__Your goal__:
Starting at the line that contains "Target: soccer player", restate every line word for word through the end of the entries.

[Input for this task Boundary: Start]

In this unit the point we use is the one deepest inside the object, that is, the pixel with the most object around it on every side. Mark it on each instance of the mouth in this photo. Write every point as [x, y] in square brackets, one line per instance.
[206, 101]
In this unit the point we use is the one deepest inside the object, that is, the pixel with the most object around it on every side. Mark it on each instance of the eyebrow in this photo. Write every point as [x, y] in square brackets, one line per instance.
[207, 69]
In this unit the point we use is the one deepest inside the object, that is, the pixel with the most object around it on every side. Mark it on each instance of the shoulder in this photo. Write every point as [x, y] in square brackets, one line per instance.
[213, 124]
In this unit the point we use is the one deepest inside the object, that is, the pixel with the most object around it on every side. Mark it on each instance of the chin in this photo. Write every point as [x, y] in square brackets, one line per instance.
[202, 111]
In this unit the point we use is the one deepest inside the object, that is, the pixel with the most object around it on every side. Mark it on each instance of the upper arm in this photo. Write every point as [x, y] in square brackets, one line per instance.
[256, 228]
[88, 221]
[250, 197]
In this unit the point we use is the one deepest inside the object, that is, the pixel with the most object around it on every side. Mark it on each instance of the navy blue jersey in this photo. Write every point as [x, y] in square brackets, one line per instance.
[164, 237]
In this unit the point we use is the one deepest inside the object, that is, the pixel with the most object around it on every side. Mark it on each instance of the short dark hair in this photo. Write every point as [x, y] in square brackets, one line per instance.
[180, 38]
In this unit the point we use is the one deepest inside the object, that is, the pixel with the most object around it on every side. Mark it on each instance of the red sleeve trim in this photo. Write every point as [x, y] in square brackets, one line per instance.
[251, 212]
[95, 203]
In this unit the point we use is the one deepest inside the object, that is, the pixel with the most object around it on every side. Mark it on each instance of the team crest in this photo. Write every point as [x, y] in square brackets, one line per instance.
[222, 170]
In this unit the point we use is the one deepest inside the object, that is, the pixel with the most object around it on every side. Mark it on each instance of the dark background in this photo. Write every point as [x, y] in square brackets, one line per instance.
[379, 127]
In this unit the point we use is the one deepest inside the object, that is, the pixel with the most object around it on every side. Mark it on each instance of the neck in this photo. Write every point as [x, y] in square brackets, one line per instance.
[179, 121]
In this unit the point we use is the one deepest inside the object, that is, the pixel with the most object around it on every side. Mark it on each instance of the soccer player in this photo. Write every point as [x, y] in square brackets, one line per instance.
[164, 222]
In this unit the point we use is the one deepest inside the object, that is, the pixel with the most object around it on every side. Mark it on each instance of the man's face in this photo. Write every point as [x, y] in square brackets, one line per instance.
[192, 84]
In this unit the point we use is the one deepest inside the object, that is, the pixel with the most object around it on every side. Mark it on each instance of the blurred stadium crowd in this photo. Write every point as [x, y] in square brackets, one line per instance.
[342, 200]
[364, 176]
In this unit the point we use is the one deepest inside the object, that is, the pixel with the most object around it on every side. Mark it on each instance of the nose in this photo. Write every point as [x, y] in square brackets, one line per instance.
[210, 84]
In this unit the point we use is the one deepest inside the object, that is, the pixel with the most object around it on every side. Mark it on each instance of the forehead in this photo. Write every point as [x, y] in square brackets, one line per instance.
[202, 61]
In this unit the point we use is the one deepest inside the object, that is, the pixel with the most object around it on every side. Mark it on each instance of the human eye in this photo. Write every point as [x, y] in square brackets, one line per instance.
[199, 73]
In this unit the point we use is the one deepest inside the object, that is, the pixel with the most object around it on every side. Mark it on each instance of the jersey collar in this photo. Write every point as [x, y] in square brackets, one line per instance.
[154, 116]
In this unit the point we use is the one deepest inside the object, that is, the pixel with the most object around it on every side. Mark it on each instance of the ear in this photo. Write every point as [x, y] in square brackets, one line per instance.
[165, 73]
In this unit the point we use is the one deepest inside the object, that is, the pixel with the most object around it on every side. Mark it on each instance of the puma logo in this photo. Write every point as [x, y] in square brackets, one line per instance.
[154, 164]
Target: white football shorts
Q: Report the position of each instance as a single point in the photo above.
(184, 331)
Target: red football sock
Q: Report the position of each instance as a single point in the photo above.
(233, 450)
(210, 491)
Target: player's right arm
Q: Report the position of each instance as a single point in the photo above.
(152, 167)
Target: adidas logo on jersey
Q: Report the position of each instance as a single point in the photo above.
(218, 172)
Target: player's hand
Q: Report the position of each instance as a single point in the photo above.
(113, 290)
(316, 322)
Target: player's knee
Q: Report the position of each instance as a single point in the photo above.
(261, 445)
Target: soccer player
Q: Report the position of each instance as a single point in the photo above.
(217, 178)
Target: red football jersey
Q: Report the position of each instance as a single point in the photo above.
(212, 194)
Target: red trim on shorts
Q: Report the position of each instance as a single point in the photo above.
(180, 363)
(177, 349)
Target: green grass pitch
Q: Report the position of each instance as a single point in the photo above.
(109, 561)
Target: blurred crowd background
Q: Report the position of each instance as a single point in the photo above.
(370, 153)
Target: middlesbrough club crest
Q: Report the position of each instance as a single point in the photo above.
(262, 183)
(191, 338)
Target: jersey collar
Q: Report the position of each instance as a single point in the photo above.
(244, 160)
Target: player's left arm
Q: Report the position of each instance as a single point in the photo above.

[Input for this task Boundary: End]

__Result below__:
Target: soccer player
Q: Report the position of each instance as a single point in the photo above.
(217, 178)
Target: red football jersey
Q: Report the position of each instance as a single point in the photo above.
(212, 194)
Target: red trim on shorts
Q: Report the position of each instance as a single point in the photo above.
(180, 363)
(177, 349)
Target: green grass pitch
Q: Report the position of each instance as a single point in the photo above.
(109, 561)
Target: blurred crowd background
Q: Report the position of each instance as a single point in the photo above.
(370, 153)
Target: middlesbrough club crest
Q: Report the position of each instance as a single point in the photo above.
(262, 183)
(191, 338)
Target: jersey collar
Q: Report the position of each instance as a single point in the photo above.
(244, 160)
Target: player's left arm
Q: Report the position of each instance as a single point in the photo above.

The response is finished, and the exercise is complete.